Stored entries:
-=-=-

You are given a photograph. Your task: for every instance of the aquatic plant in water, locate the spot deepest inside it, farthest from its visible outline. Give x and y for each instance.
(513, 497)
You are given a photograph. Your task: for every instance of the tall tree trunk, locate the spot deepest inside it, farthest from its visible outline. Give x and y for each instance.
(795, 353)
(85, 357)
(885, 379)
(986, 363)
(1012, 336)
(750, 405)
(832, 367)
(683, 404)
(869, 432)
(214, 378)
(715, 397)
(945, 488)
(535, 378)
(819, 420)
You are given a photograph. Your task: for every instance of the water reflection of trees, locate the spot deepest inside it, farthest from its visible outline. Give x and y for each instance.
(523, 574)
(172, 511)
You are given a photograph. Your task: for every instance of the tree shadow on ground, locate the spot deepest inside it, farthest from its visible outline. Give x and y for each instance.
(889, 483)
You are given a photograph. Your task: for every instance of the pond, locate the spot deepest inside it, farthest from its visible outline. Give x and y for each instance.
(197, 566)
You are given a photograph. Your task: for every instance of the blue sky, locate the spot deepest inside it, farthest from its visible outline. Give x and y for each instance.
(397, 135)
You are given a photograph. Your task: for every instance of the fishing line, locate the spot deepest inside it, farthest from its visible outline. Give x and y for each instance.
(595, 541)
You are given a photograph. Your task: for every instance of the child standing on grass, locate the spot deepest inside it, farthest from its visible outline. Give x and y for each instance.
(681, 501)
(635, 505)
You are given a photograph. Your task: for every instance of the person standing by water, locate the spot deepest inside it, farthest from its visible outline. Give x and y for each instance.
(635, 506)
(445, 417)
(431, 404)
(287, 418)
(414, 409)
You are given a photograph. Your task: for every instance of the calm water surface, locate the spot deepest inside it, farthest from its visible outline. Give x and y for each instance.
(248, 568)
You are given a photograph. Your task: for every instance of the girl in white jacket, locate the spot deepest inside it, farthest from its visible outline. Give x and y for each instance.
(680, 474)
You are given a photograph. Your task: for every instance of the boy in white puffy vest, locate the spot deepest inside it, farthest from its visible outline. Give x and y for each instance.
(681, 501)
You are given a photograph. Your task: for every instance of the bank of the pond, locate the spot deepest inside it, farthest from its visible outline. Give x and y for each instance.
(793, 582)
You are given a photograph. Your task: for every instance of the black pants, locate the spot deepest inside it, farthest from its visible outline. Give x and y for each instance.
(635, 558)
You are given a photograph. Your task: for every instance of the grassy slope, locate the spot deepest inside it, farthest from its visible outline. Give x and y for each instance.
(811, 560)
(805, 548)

-=-=-

▶ [Work instructions]
Would you please output every record again, exactly?

▶ [Answer box]
You are given a photograph. Your task: for every instance of the aquatic plant in water, locate the spot deepest inside it, farthest from its visible outline. Give x and y for each instance.
(513, 497)
You are given a photograph. Your task: for every instance of the tall tree trunk, locate the spot deepest inside it, farthest from its visible outline. Give x and y for each instance.
(795, 353)
(85, 357)
(885, 379)
(986, 363)
(1012, 336)
(750, 405)
(832, 367)
(683, 404)
(869, 432)
(214, 378)
(715, 397)
(945, 488)
(535, 378)
(819, 420)
You are given a photograph. Your task: for every instance of the water reflection of trees, locate the spot deepest inside it, farthest from its visible outline. Give x and y for each instance.
(523, 574)
(172, 511)
You are given a photograph. Your task: for every instance of the tree shadow on ground, locate the spot deepest inside it, farthest from its visible outline. Give x and y for each instance.
(889, 483)
You are given a photograph. Your task: for every instance of the pond, locate the spot deepest inside it, farthest from its visible outline. Give x and y for each instance.
(197, 566)
You are given a photograph. Your task: for every instance of the blue sky, locate the spot deepest inside it, farthest from its visible outline. Give x and y for each instance.
(397, 135)
You are given a photograph. Your task: for every instance of the fishing line, locate the spot deepest inside it, farthest from its visible outline. Give x and y for each instance.
(595, 541)
You are given a photograph. Your task: for every instance of the child standing on grass, locate the spot deepest inside it, farthest from its visible outline. Give x and y for each instance.
(681, 501)
(635, 505)
You are given a photograph. Your task: for every instance of the person standing by water, locate the spot deepest inside it, farthest from its visible outline. Give x and y for each instance.
(635, 506)
(445, 417)
(431, 404)
(287, 418)
(414, 409)
You are given a photograph. Your task: for every instance of the calm water surface, locate the spot deepest inside it, farthest from its visible outline. Give x and y for each instance.
(248, 568)
You are given a photograph. Your task: for every instance of the girl in white jacket, locate the spot deepest inside it, farthest from its visible outline. Give x and y for each instance.
(680, 474)
You are given a photograph. Your task: for every instance of the boy in white puffy vest, locate the spot deepest inside it, farthest from its visible outline. Give x and y for each instance.
(681, 501)
You are given a photograph. Your task: for every instance of the bank of the pond, locate the spot deepest inside it, farthest from its visible outline. Give x and y for each instance.
(793, 582)
You are given a photograph. Your task: for every instance of the black pants, locate the spot deepest inside it, farthest from its visible outline. Give x and y for each instance.
(635, 558)
You are given a photograph. Your task: for every instance of the grassy slope, locate the spot deepest inside it, farthest from its visible outline. Give x and y for each instance.
(811, 560)
(805, 548)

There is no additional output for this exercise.